Extend the account of a stay at the Como Shambhala Estate in Bali, picking up after its final sentence.

# [Passage]
....................
He outlines some stress-reducing strategies, prescribes a garlic tonic against cholesterol, advises me to drink ginger tea – fresh ginger only – and an almond and sesame oil rub, to be applied once a week for dry skin.

The regimen also involves food, and Como Shambhala takes health spa cuisine to rare heights. Light, inventive and exciting, the food served in its two restaurants looks like it was prepared by a food stylist for a magazine cover shot. It also takes the taste buds out for a tango. This is not food as penance. There's espresso coffee, sweet treats, wine if you want it, and this is part of the ethos. Throughout the treatments, the therapies and the food runs the idea that these are concepts to be applied within the real world. Putting guests on a monk's diet is not likely to have lasting effects outside the sanctum.

A waterfall at the Como Shambhala Estate.

A waterfall at the Como Shambhala Estate.

If I have one regret, it's that my program doesn't allow me to spend as much time enjoying my suite as I would like. For those whose tastes run to individual and eclectic, the accommodation at Como Shambhala is unmatched, even among Bali's top drawer resorts.

Each suite is different. My Tirta Ening has a waterfall within the walled domain of my private garden. Not a gushing, noisy delinquent to invade my sleep but a silvery sprite that trickles down a ferny rock face and splashes into a pond large enough for swimming. The novelty of my own waterfall charms me, but there is much else to enjoy in my small green kingdom. Off to one side is a bale with white cushions and bamboo blinds on three sides, a Japanese style bath carved from an enormous rock with a bamboo spout and a Jacuzzi. All mine.

Guest rooms are a synthesis of Balinese tradition and bespoke deluxe. A Persian rug sits on the dark timber floor, a filmy mosquito net wraps the bed in a tulip bud. Antique painted timber doors open to the garden and there's a big verandah jutting into raw forest. Outside the front door is a 20-metre infinity pool which is shared with the villa opposite. On a terrace above, a pavilion with day beds and books hovers above a moat filled with carp.
....................
# [Data]
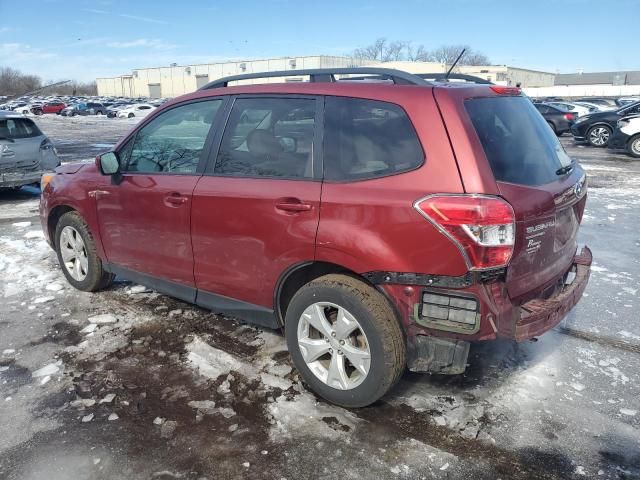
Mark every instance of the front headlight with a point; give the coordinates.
....................
# [Exercise response]
This does not come cheap. The three-night stress management program costs $1974, the seven-night rejuvenation package will set you back $5285, but both include all meals, a couple of massages, wellness consultation and all daily activities plus airport transfers. A 7-night program at a top holistic health retreat in Australia will cost less than $4000, although with fewer frills, and nothing like the celestial accommodation and setting of Como Shambhala, nor food of this calibre.

It's a cocktail that appeals to a very specific clientele, with solo women aged between 30 and 60 in the majority. Many are regulars, taking time out from busy careers in the corporate stratosphere, to be enthusiastically transformed in the space of a few days from battle-weary warrior to alfalfa femmes. Some are yoga adepts but more are just trying not to fall over.

Which is pretty much what I'm doing as I stand in the shower, slippery from the oil douche that Dr Dwarak has prescribed. Although if I was doing it strictly according to his instructions, I'd be standing outside, oiled up and naked in the mountain pose and letting the warm sun work its magic, but that is an order from the doctor that won't be happening.

Our rating 5

Tripadvisor Traveller Rating 5

TRIP NOTES

MORE INFORMATION

comoshambhala.com

GETTING THERE

Travel time from Ngurah Rai International Airport to Como Shambhala is 90 minutes. Ubud is about a 10-minute drive.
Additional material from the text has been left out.